Extract provided:
If writing code was the only part of the job, and it was easy, these jobs wouldn't pay so well.
Engineering is hard. It's always going to be hard. I'm glad that AI makes some parts of it easier, and we (software engineers) can focus on engineering, that's nice.
Code is NEVER cheap. Just because, at current completely unrealistic AI pricing, using agents is cheaper than hiring juniors, does not make code cheap. It makes producing code cheap, which has always been low-cost. Every line of code is a cost, is a maintenance burden, is complexity. An AI, even with somehow infinite context window, will cost more money the more code you have.
Could you replace a whole team of engineers with AI? Probably, yeah. Could you simply fire everyone at your company and close it down, without much of a problem? Also probably yes, for most companies.
AIs can help with debugging, can help with writing code, with drafting designs, they can help with almost every step. The second you let OpenAI, or Anthropic, take full code ownership over your products, and you fire the last engineer, is the time when the AI pricing can go up to match what engineers make today. You've just reinvented the highly paid consultant.
Or you could take the middle-ground and hire good engineers, make sure they maintain an understanding of the codebase, and let them use whatever tools they use to get the job done, and done well. This is the way that I've seen competent companies handle it.

Excerpted data:
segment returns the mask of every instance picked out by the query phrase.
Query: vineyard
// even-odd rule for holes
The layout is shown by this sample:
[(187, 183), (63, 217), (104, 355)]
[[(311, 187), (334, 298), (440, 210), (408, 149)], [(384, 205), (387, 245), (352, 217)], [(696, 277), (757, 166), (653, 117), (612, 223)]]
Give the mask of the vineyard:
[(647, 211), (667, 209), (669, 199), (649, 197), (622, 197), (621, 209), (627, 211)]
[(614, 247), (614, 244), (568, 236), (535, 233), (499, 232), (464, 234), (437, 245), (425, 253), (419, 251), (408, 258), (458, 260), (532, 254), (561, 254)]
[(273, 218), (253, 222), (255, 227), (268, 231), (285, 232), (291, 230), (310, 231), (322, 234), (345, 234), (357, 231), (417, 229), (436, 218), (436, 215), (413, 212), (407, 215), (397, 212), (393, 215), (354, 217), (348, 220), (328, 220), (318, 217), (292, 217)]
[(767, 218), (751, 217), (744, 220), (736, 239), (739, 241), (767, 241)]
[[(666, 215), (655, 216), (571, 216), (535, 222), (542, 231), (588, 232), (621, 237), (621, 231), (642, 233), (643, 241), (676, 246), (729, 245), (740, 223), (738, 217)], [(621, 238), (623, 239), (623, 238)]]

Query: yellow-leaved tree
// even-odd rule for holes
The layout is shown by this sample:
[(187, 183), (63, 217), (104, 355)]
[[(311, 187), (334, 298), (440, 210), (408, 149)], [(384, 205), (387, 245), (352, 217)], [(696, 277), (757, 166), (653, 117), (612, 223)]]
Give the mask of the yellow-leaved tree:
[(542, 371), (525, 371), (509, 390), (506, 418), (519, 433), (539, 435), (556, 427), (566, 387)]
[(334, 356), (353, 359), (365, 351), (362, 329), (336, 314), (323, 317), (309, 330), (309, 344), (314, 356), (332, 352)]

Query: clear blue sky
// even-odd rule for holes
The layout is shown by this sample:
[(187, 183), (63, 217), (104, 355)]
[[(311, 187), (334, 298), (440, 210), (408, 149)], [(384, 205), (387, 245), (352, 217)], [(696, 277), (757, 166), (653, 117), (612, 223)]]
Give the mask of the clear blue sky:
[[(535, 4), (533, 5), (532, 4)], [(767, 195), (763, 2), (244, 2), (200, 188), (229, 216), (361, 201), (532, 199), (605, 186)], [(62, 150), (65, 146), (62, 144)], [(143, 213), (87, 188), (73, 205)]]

Exercise set:
A) List everything the passage on AI and software engineering says every line of code is.
B) Duplicate the part of the passage on AI and software engineering between "AIs can help" and "highly paid consultant.", inclusive.

Answers to each task:
A)
- a cost
- a maintenance burden
- complexity

B)
AIs can help with debugging, can help with writing code, with drafting designs, they can help with almost every step. The second you let OpenAI, or Anthropic, take full code ownership over your products, and you fire the last engineer, is the time when the AI pricing can go up to match what engineers make today. You've just reinvented the highly paid consultant.